─── Textauszug ───

Zwei-Säulen-Modell: Eine gute Alternative für NRW?
Gymnasium und Gemeinschaftsschule
Der Schulkonsens läuft demnächst aus. Für die Zeit danach diskutiert die SPD darüber, die zersplitterte Schullandschaft in NRW zu einem Zwei-Säulen-Modell nach Hamburger oder Bremer Vorbild weiterzuentwickeln: Gymnasium und Gemeinschaftsschule.
Die Zwei-Säulen-Modelle aus Hamburg und Bremen existieren schon seit 2009 beziehungsweise 2010, sodass viel Erfahrung vorliegt: Das erste Konzept eines zweigliedrigen Schulsystems, das in der Öffentlichkeit für Aufsehen sorgte, stammt von dem Bielefelder Erziehungswissenschaftler Prof. Dr. Klaus Hurrelmann. Er veröffentlichte es 1991 als Zwei-Wege-Modell in der Wochenzeitung „Die Zeit“ unter dem Titel „Zwei Schulen für das eine Deutschland. Offener Brief an die Konferenz der Kultusminister“ anlässlich der deutschen Wiedervereinigung.

─── Gespeicherte Daten ───

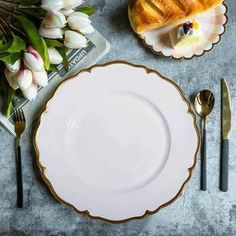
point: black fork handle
(19, 178)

───

Aufgabe 1: In welcher Wochenzeitung veröffentlichte Klaus Hurrelmann laut dem Text zum Zwei-Säulen-Modell sein Zwei-Wege-Modell?
Aufgabe 2: Setze den Text zum Zwei-Säulen-Modell im Anschluss an seinen letzten Satz fort.

Antwort 1: In der Wochenzeitung „Die Zeit“.

Antwort 2:
Gymnasium und Oberschule im Zwei-Wege-Modell
Klaus Hurrelmann plädierte für ein einheitliches Schulsystem in ganz Deutschland, um einheitliche Lebensverhältnisse zu sichern. Die erste Säule sollte das Gymnasium bilden, unverändert, als theoretisch-wissenschaftlich ausgerichtete Schule. Daneben sollte gleichberechtigt eine berufs- und praxisorientierte neue Oberschule als zweite Säule entstehen, „für alle, die sich vom Gymnasium nicht angezogen fühlen“. Alle anderen Schulformen, auch die Gesamtschule, sollten in dieser neuen Säule aufgehen. Die pädagogischen Erfahrungen der Gesamtschule sollten dazu dienen, schwierige Schüler*innen mit besonderem Förderbedarf dort aufzunehmen. Dafür sollte die neue Oberschule Sozialpädagog*innen bekommen und als Ganztagsschule geführt werden. Reformpädagogische Vorstellungen, ein „Lernen mit Kopf, Herz und Hand“ könnten hier zum Programm werden, schwärmte Klaus Hurrelmann.
Selbstverständlich war die Oberschule auch als Schule gedacht, in die das Gymnasium „nicht geeignete“ Schüler*innen abgeben konnte. Sie war gedacht als Schule für alle Kinder mit Problemen, während das Gymnasium Kinder unterrichten sollte, die keine Lernprobleme hatten. Allerdings sollte auch diese zweite Säule eine Oberstufe bekommen, die ähnlich der Kollegschule berufsorientiert wäre. Kinder und Eltern sollten die freie Wahl zwischen den beiden Schulformen haben.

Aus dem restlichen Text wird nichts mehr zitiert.